==== MATERIAL FOR THIS TASK
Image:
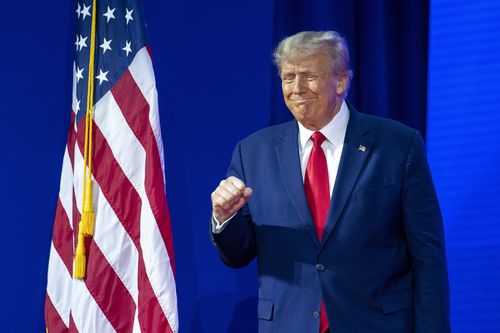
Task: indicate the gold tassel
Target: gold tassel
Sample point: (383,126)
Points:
(88,216)
(80,260)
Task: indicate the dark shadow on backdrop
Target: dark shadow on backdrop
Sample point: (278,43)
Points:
(388,44)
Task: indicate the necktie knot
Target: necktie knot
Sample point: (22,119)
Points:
(318,138)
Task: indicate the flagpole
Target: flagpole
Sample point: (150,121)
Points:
(86,225)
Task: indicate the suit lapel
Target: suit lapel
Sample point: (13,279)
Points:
(289,163)
(356,149)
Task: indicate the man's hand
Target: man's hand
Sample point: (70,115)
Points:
(229,197)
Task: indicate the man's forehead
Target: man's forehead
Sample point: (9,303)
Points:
(313,63)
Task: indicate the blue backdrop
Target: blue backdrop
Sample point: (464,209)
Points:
(216,85)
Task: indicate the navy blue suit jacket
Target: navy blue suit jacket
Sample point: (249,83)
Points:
(381,264)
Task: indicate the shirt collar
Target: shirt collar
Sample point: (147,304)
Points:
(334,131)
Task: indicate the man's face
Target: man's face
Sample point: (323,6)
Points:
(311,92)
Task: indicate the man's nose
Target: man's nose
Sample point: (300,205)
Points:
(299,85)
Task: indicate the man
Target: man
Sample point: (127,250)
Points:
(338,207)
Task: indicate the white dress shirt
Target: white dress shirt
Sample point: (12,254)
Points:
(334,132)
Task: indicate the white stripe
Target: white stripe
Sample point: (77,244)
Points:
(158,266)
(86,313)
(59,285)
(131,157)
(142,71)
(113,240)
(66,187)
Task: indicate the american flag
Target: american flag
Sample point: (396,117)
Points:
(130,274)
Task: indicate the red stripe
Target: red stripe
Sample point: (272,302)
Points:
(53,320)
(126,203)
(109,291)
(76,220)
(62,237)
(101,280)
(71,140)
(72,326)
(135,109)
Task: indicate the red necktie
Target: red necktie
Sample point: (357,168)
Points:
(317,190)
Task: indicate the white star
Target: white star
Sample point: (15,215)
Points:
(77,106)
(79,10)
(85,11)
(128,16)
(78,73)
(105,45)
(127,47)
(102,76)
(109,14)
(82,42)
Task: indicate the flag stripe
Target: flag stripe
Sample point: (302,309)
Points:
(66,188)
(136,111)
(59,285)
(52,317)
(87,315)
(63,237)
(102,281)
(72,326)
(127,149)
(108,291)
(117,188)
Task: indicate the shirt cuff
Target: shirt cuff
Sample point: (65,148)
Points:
(217,227)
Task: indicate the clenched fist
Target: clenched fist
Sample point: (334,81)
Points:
(229,197)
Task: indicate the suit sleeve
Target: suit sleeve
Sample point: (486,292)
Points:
(424,231)
(236,244)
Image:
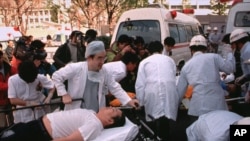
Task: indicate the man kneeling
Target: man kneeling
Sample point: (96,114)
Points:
(71,125)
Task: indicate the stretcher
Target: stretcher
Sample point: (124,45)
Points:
(33,107)
(125,133)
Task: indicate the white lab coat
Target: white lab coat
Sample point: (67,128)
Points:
(117,69)
(156,86)
(76,74)
(27,92)
(213,126)
(202,72)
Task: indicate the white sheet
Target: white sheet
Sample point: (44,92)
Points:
(124,133)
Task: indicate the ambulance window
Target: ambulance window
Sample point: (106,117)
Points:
(189,32)
(182,33)
(173,31)
(148,29)
(242,19)
(195,30)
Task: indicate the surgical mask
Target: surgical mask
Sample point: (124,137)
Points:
(94,76)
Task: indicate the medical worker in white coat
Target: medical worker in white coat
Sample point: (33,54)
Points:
(156,88)
(87,80)
(239,38)
(202,73)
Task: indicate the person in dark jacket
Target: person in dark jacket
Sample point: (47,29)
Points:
(5,72)
(71,51)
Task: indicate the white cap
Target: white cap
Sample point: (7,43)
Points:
(237,34)
(198,40)
(94,47)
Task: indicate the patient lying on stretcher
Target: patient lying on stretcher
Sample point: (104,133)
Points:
(73,125)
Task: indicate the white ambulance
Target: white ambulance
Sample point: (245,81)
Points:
(239,16)
(157,23)
(8,33)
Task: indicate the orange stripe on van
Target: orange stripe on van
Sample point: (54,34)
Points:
(181,45)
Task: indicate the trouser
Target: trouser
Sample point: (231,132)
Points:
(6,118)
(161,127)
(31,131)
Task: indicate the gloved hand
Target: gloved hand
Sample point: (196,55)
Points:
(241,80)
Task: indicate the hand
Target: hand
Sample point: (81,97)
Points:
(47,100)
(127,48)
(241,80)
(134,103)
(66,99)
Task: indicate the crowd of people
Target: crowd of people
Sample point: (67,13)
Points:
(84,68)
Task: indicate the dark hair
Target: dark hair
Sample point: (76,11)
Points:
(243,40)
(226,38)
(130,57)
(37,44)
(155,46)
(118,121)
(49,37)
(27,71)
(1,53)
(169,41)
(75,33)
(123,39)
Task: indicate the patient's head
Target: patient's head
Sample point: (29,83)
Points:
(111,117)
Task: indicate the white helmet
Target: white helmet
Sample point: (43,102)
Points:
(198,40)
(237,34)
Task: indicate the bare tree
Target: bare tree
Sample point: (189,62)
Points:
(90,9)
(7,11)
(16,12)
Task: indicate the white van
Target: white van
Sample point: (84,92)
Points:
(157,23)
(60,37)
(8,33)
(239,17)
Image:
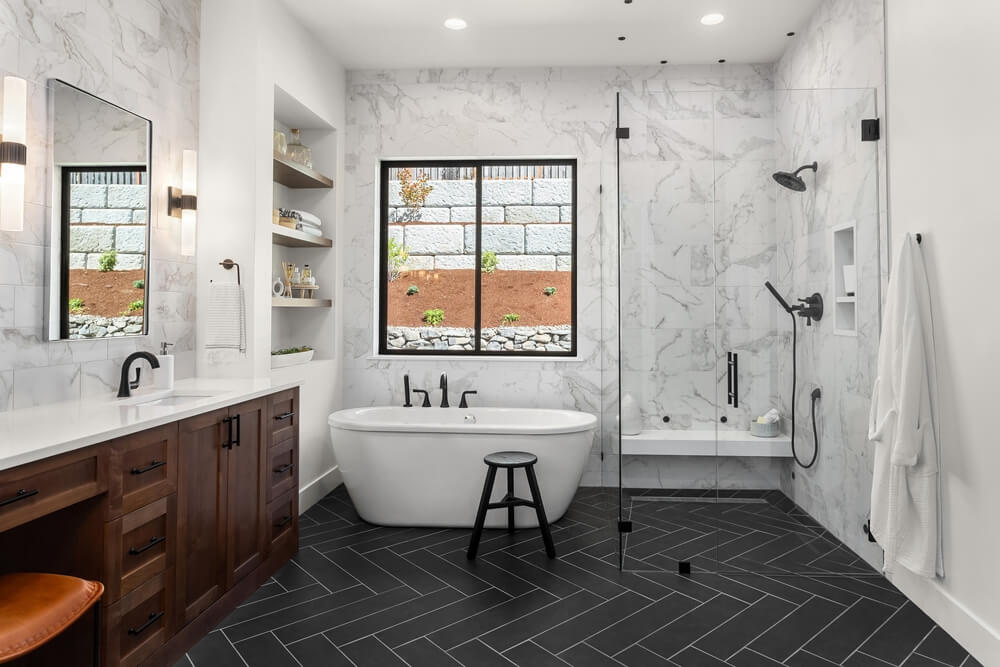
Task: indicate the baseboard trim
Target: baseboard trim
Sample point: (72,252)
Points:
(316,490)
(955,618)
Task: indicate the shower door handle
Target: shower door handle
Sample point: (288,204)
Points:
(733,379)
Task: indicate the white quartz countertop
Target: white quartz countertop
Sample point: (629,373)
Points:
(36,433)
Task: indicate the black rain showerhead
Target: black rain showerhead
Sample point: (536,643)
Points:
(792,180)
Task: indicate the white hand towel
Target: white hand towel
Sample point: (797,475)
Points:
(227,320)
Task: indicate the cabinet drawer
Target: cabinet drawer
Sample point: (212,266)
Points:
(282,519)
(138,546)
(284,415)
(144,468)
(139,623)
(282,469)
(36,489)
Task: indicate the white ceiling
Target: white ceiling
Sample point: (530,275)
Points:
(392,34)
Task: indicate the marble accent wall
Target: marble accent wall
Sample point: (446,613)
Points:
(141,55)
(518,112)
(840,58)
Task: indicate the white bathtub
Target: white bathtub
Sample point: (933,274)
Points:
(424,466)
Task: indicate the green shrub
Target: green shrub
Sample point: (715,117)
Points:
(434,316)
(489,261)
(108,261)
(398,254)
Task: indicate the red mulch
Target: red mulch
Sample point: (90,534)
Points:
(106,293)
(454,292)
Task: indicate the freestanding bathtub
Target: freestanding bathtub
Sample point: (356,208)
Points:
(424,466)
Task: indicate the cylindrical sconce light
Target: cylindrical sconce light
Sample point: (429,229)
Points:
(13,153)
(183,203)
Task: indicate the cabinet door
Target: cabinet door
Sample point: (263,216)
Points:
(247,490)
(201,514)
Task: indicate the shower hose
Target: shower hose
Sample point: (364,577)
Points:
(812,408)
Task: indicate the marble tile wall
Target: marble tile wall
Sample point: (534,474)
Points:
(535,112)
(141,55)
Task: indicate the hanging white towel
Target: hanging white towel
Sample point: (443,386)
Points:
(905,517)
(227,320)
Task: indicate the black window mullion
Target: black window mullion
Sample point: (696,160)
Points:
(479,260)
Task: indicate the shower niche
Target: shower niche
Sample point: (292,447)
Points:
(845,280)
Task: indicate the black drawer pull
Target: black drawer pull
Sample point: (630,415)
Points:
(153,618)
(20,495)
(153,465)
(153,541)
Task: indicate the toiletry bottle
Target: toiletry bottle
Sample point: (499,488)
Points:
(163,377)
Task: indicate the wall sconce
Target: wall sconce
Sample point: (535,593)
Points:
(13,153)
(183,202)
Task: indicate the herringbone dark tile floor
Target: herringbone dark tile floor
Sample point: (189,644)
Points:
(358,594)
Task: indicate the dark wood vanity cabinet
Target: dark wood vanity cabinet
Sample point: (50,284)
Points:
(180,522)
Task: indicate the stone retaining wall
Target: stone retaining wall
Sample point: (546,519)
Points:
(510,339)
(95,326)
(107,217)
(527,223)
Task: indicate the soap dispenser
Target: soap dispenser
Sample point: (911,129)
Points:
(163,377)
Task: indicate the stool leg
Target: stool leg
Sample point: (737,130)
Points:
(477,530)
(543,524)
(510,494)
(97,634)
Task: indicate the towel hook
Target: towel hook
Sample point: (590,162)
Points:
(228,264)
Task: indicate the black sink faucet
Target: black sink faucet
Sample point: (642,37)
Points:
(124,386)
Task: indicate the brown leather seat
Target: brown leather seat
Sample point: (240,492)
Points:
(34,608)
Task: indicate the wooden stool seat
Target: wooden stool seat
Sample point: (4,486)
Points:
(34,608)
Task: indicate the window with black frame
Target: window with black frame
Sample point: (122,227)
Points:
(478,257)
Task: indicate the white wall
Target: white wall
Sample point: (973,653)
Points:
(943,142)
(251,46)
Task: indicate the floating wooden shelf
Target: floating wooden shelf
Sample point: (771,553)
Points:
(295,175)
(288,302)
(293,238)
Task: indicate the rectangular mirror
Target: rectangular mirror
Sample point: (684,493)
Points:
(99,257)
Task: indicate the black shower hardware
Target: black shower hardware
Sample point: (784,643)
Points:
(733,379)
(812,310)
(792,180)
(444,390)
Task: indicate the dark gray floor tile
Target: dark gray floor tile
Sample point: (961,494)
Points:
(370,652)
(265,651)
(483,622)
(422,653)
(318,651)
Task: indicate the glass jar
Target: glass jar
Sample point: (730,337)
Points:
(297,152)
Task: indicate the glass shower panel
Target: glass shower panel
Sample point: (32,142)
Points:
(778,516)
(667,329)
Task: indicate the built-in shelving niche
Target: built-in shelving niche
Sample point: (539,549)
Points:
(296,322)
(845,280)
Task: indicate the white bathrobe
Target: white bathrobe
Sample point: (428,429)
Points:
(905,516)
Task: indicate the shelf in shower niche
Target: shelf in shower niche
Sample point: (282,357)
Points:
(657,442)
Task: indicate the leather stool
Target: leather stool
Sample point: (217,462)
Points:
(34,608)
(510,461)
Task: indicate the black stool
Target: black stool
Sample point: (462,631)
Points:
(511,460)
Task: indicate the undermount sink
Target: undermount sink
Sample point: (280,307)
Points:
(170,399)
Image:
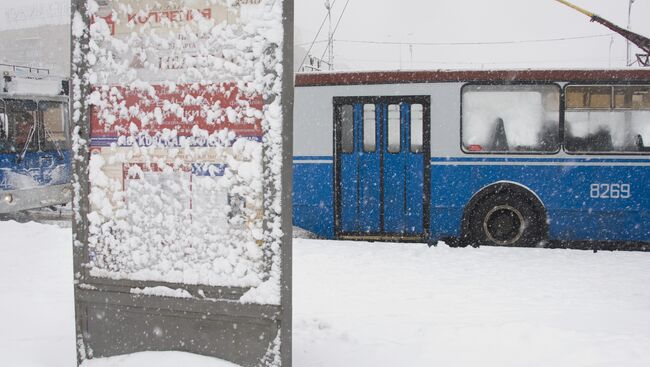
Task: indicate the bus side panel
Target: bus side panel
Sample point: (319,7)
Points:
(313,201)
(590,205)
(37,169)
(451,189)
(575,212)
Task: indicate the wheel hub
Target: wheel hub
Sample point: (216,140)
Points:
(503,225)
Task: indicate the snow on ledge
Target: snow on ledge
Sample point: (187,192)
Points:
(162,291)
(158,359)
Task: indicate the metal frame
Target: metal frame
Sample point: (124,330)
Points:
(110,320)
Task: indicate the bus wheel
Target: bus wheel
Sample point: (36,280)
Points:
(506,219)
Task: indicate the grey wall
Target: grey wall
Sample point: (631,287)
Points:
(43,46)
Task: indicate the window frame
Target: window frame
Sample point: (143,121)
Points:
(399,128)
(410,137)
(363,128)
(340,114)
(598,84)
(560,144)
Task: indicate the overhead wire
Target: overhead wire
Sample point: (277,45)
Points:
(315,38)
(331,36)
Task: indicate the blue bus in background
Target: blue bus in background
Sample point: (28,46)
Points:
(35,158)
(509,157)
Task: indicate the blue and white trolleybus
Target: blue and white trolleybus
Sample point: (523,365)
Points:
(480,157)
(34,140)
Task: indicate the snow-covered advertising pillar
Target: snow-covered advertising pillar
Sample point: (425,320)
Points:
(182,143)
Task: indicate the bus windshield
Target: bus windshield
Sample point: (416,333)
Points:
(30,126)
(52,116)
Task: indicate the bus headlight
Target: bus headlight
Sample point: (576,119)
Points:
(8,198)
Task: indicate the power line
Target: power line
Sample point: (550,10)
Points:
(314,41)
(464,43)
(331,36)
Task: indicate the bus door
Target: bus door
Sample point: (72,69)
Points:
(382,167)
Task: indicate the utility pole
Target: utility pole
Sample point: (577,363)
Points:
(629,16)
(330,36)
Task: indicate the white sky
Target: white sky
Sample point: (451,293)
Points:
(470,21)
(435,21)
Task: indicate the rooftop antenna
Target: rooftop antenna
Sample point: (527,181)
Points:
(640,41)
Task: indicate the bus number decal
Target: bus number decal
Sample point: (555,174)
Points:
(610,191)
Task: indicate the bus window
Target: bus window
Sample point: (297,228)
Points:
(22,119)
(589,97)
(369,128)
(510,118)
(53,117)
(417,122)
(394,145)
(347,128)
(632,97)
(623,127)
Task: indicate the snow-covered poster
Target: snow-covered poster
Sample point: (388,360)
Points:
(179,157)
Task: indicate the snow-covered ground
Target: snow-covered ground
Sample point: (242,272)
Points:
(360,304)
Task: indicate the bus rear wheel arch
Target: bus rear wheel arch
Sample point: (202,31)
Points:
(504,214)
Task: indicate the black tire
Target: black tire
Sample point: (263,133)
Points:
(506,218)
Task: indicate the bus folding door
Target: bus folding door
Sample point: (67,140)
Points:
(382,167)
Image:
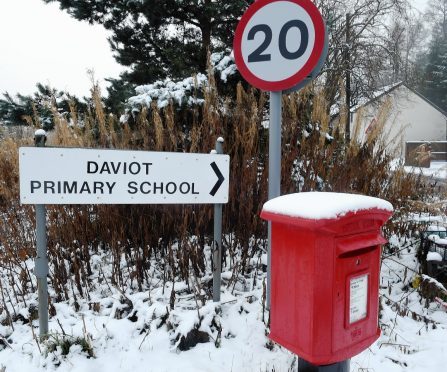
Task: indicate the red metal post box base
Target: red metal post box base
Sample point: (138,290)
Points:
(325,282)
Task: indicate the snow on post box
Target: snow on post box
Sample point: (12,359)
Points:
(325,273)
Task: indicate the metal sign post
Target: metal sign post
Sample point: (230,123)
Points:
(217,246)
(277,45)
(274,169)
(281,45)
(41,261)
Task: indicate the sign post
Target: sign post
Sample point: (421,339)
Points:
(277,45)
(93,176)
(41,261)
(281,45)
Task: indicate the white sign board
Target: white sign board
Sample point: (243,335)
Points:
(358,298)
(89,176)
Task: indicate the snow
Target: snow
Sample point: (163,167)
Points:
(146,337)
(183,92)
(323,205)
(40,133)
(434,256)
(437,170)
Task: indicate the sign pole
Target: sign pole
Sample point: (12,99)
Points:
(274,170)
(41,262)
(217,249)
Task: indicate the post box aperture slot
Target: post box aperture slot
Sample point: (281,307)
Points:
(357,252)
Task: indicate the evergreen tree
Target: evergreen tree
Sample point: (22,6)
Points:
(39,108)
(160,38)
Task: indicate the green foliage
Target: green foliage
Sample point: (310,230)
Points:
(39,109)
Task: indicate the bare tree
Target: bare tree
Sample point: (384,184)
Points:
(370,52)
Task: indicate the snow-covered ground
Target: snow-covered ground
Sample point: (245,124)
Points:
(437,170)
(137,331)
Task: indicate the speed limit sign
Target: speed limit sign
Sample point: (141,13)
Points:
(278,43)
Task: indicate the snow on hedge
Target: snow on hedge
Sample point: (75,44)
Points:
(187,92)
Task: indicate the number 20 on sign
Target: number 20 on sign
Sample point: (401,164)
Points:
(278,43)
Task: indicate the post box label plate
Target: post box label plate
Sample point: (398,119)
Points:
(358,298)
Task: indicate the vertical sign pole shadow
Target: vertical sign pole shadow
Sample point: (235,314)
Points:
(41,262)
(274,170)
(217,244)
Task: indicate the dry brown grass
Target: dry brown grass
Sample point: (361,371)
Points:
(314,161)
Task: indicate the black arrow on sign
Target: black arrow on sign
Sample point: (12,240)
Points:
(220,177)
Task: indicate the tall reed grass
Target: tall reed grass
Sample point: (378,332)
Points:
(315,156)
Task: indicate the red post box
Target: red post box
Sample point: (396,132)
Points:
(325,273)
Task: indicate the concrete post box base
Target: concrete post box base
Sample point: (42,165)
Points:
(305,366)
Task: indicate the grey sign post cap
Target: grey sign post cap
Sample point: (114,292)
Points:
(40,137)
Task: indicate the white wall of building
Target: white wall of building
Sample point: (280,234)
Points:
(410,118)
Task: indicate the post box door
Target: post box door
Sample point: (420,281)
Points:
(356,291)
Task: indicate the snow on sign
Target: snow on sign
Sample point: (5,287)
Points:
(278,43)
(90,176)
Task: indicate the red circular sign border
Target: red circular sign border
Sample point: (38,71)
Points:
(312,61)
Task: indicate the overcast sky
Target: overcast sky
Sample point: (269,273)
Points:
(40,43)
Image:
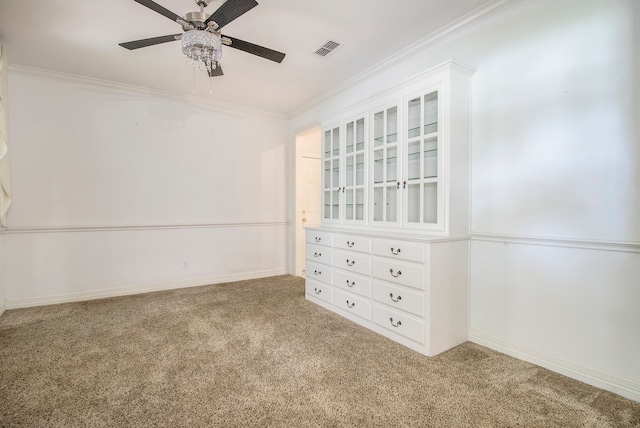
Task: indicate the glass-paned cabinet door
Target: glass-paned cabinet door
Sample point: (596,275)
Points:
(354,184)
(331,173)
(385,171)
(422,161)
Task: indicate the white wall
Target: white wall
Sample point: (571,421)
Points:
(115,188)
(555,180)
(3,297)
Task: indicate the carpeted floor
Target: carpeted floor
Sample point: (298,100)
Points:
========
**WHAT TO WORK ON**:
Reproduce the data word for word from the line containing "Task: indicate the concrete post box base" through the end, including both ends. Leave out the pictures.

**OUTPUT FOR THIS TASK**:
Task: indicate the concrete post box base
Target: concrete post box base
Sample point: (42,165)
Points:
(305,366)
Task: indicate the grey sign post cap
Target: grey sign post cap
Sample point: (114,292)
Points:
(40,137)
Task: indicate the white wall of building
Target: white wall of building
Sample point: (280,234)
Points:
(410,118)
Task: indicate the post box door
Target: post box door
Sample point: (420,281)
Points:
(356,291)
Task: indicate the snow on sign
Target: snow on sign
Sample point: (5,287)
Points:
(278,43)
(90,176)
Task: indicate the red circular sign border
Target: red circular sign border
Sample point: (38,71)
Points:
(312,61)
Task: indicate the overcast sky
Target: overcast sky
Sample point: (269,273)
Points:
(40,43)
Image:
Task: indicate the glass-paned cabinet door
Target: glass-paned cabinet door
Sample point: (596,275)
Points:
(354,184)
(331,173)
(385,171)
(422,161)
Task: indicate the white wall
Target: white wall
Sample point: (571,421)
Points:
(115,188)
(555,180)
(3,297)
Task: indicate the carpeted floor
Target: carpeted floor
Sample point: (298,100)
Points:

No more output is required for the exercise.